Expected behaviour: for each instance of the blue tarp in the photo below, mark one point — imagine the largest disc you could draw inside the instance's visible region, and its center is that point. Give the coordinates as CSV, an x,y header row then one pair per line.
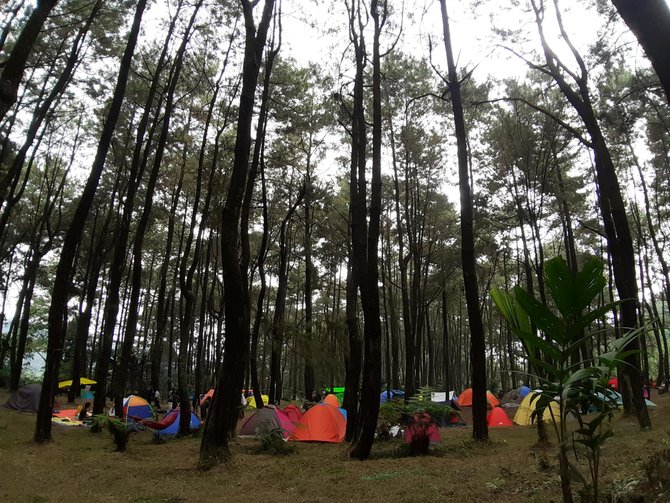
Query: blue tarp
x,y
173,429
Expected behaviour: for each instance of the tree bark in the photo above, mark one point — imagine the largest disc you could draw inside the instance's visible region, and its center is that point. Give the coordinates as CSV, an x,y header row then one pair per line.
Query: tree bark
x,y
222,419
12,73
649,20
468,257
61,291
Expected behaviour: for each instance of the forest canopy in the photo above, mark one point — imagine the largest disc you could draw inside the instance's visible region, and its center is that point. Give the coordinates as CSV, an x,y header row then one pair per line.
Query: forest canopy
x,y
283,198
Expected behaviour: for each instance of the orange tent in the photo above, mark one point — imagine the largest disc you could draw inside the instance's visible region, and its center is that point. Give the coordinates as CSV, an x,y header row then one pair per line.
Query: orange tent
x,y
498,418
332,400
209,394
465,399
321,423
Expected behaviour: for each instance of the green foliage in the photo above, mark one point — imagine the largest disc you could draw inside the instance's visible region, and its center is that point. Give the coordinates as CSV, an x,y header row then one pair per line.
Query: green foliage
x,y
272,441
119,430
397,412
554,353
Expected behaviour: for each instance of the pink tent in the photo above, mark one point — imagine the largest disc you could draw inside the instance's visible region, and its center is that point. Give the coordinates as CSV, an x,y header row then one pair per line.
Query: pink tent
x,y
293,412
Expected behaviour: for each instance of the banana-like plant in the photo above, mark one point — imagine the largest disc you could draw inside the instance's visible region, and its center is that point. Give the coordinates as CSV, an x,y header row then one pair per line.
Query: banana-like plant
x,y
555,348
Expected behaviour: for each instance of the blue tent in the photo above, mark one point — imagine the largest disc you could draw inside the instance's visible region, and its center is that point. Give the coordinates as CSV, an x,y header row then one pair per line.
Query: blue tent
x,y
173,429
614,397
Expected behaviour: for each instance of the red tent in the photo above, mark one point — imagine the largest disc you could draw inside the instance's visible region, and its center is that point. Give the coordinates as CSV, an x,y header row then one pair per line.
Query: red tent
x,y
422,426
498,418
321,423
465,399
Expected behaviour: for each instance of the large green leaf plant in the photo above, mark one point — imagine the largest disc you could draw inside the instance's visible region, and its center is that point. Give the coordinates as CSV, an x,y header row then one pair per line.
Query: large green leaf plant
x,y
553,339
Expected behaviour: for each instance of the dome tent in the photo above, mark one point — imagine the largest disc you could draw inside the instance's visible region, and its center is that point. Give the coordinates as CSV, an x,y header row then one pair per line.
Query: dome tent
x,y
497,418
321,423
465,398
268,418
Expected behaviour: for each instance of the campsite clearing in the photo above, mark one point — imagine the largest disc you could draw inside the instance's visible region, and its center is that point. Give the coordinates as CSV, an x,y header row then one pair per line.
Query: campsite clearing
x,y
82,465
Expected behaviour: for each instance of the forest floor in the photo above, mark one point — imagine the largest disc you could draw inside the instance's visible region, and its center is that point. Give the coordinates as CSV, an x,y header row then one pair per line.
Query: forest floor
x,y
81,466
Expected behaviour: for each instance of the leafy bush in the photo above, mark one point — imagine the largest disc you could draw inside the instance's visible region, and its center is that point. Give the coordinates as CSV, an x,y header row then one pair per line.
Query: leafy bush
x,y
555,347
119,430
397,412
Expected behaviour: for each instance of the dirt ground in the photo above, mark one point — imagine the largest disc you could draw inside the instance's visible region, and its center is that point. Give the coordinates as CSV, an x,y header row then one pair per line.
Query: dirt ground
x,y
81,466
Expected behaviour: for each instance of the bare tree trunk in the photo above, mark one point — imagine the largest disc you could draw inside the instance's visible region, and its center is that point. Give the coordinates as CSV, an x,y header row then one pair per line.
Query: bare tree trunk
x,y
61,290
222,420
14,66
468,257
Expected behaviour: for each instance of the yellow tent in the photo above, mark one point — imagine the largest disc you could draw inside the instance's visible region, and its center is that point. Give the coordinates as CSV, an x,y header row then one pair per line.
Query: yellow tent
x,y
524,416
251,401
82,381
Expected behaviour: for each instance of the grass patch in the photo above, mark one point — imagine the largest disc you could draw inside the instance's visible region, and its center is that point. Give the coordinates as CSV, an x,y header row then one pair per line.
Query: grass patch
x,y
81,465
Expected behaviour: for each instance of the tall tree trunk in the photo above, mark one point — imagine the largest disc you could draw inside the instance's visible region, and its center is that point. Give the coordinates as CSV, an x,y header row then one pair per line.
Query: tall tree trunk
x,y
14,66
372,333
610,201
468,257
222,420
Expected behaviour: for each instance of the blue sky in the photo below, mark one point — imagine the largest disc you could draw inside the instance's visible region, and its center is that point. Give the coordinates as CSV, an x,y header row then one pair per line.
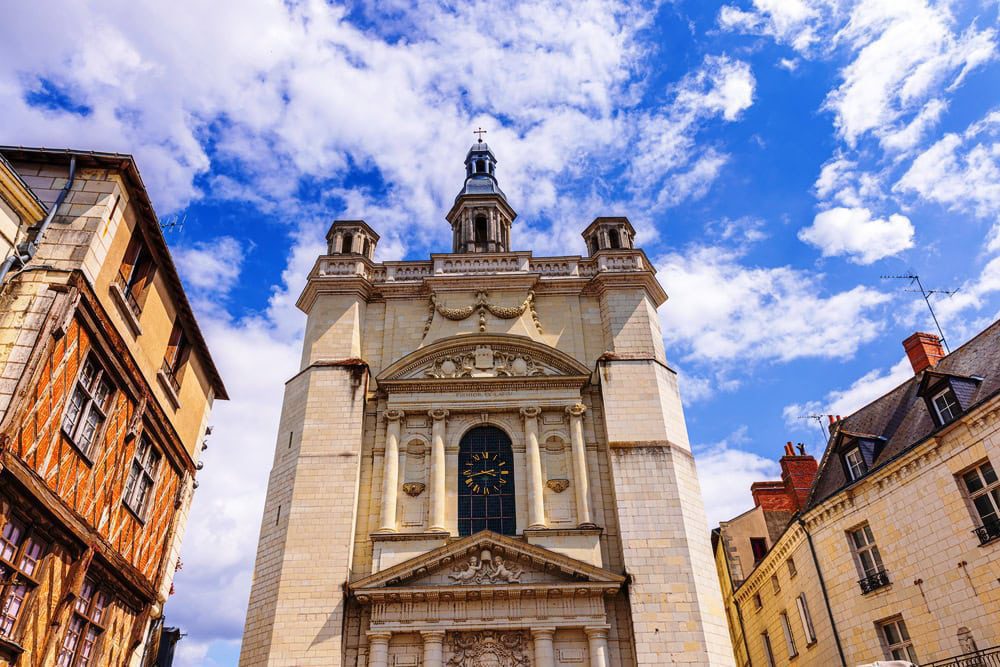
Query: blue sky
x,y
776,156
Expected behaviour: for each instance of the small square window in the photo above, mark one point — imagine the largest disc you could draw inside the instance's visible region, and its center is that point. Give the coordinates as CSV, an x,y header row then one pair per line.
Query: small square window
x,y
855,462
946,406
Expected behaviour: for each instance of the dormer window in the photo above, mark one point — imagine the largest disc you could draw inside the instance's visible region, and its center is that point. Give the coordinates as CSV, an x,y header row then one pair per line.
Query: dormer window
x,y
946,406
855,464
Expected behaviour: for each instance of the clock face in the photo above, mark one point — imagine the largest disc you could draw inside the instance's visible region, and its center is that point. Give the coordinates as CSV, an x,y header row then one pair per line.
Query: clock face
--------
*What is asked:*
Write out the lines above, starting at the line that contains "Expected behaviour: for each instance of the small" and ending with the final line, and nothing else; copy them exactly.

*Output below:*
Expected behaviour: for each instance of the small square window in the photo above, mark one point — imagine the largest disc you could draw inside the instance's visible region, and its center is that point. Give the coordinates as CSV, an x,y header row then one pair per line.
Query: small square window
x,y
855,462
946,406
Expected behaviour: for each instance of the dormer window in the photo above, mark one point — imagine the largest disc you could draw inside the instance's visible region, and its center is that point. Give the coordinates as CSV, an x,y header row then one pair per line.
Query: dormer window
x,y
946,406
855,464
Expected behaviour: for each instance of the clock face in the photo above, mark one point — imagine the largest disc you could draw inside the instance's visible region, and its center is that point. Give the coordinates as CSV, an x,y header row then one pair per line.
Query: clock face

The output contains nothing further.